PAGE TEXT
#####
How investors can help solve AI’s energy problem

Guest Author
An illustration with a green background, electricity warning signs in yellow, a human hand extending a wad of cash and a robotic hand reaching to take the cash.
Illustration by Nadya Nickels.

Investors need to think outside the box when it comes to addressing artificial intelligence’s energy problem.

The latest generative AI technologies, like OpenAI’s conversational tool ChatGPT, is creating a seismic shift in how most industries generate, process and disseminate information. From powering customer service solutions to streamlining content creation and enabling data interpretation, the impacts of generative AI are far-reaching.

As generative AI companies train larger and more sophisticated models, those models demand more powerful and more capable computational resources that run on more and more energy. The technology providers who rise to the occasion will be richly rewarded.

For example, OpenAI has taken a “more is more” approach to building artificial intelligence: More parameters, more data, more computation, more energy will win the day. And so far, they’ve stunned the world with the capabilities of their best-in-class models.
#####
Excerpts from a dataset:
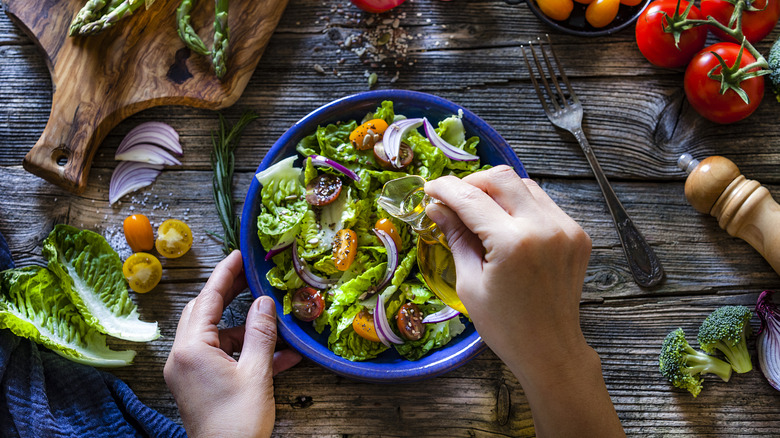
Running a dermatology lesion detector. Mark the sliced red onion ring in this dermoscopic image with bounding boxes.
[108,161,163,205]
[423,118,479,161]
[374,294,404,347]
[265,243,292,260]
[374,228,398,291]
[423,306,460,324]
[382,119,423,169]
[756,290,780,391]
[292,239,336,290]
[114,143,181,166]
[116,122,183,156]
[309,155,360,181]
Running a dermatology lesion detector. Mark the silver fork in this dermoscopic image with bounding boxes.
[521,35,664,287]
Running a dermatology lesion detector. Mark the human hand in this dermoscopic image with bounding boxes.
#####
TASK REQUIREMENTS
Copy out the full article above on investors and AI's energy problem, word for word.

SOLUTION
How investors can help solve AI’s energy problem

Guest Author
An illustration with a green background, electricity warning signs in yellow, a human hand extending a wad of cash and a robotic hand reaching to take the cash.
Illustration by Nadya Nickels.

Investors need to think outside the box when it comes to addressing artificial intelligence’s energy problem.

The latest generative AI technologies, like OpenAI’s conversational tool ChatGPT, is creating a seismic shift in how most industries generate, process and disseminate information. From powering customer service solutions to streamlining content creation and enabling data interpretation, the impacts of generative AI are far-reaching.

As generative AI companies train larger and more sophisticated models, those models demand more powerful and more capable computational resources that run on more and more energy. The technology providers who rise to the occasion will be richly rewarded.

For example, OpenAI has taken a “more is more” approach to building artificial intelligence: More parameters, more data, more computation, more energy will win the day. And so far, they’ve stunned the world with the capabilities of their best-in-class models.